-------- Reading text
United States District Court, N.D. Alabama, Southern Division

July 13, 2018

ELIA A. AGUNDIS, Plaintiff,
v.
JOHN LEON RICE, Defendant.

          MEMORANDUM OPINION

          JOHN E. OTT CHIEF UNITED STATES MAGISTRATE JUDGE

         Plaintiff Elia Agundis, acting pro s e, has sued John Leon Rice in his official and individual capacities for numerous alleged intentional torts and criminal and civil rights violations. (Doc. 68).[1] This action was originally filed in the Southern District of Alabama, but was transferred to this court due to a lack of jurisdiction over the claims. (Doc. 62). Rice has filed two motions to dismiss the second amended complaint on various grounds. (Docs. 76 & 78). Rice has also filed a motion to strike Agundis's brief filed in response to one of the motions to dismiss. (Doc. 89). For the reasons stated below, the court finds that the motion to strike is moot and the motions to dismiss are due to be granted and this case dismissed.

         I. STANDARD OF REVIEW

         To the extent Rice challenges this court's personal jurisdiction over him pursuant to Federal Rule of Civil Procedure 12(b)(2), the court must undertake a two-step inquiry. The court is required to determine whether “the exercise of jurisdiction (1) [is] appropriate under the state long-arm statute and (2) does not violate the Due Process Clause of the Fourteenth Amendment to the United States Constitution.” United Techs. Corp. v. Mazer, 556 F.3d 1260, 1274 (11th Cir. 2009).
----------------
-------- Raw data
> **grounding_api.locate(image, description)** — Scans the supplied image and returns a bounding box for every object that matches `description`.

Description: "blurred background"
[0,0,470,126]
----------------
Instructions:
a – Into Spanish, how would you render this sentence from the memorandum opinion: "Rice has filed two motions to dismiss the second amended complaint on various grounds."
b – According to the memorandum opinion, in which court was this action originally filed?

Problem solutions:
a – Rice ha presentado dos mociones para desestimar la segunda demanda enmendada por diversos motivos.

b – The Southern District of Alabama.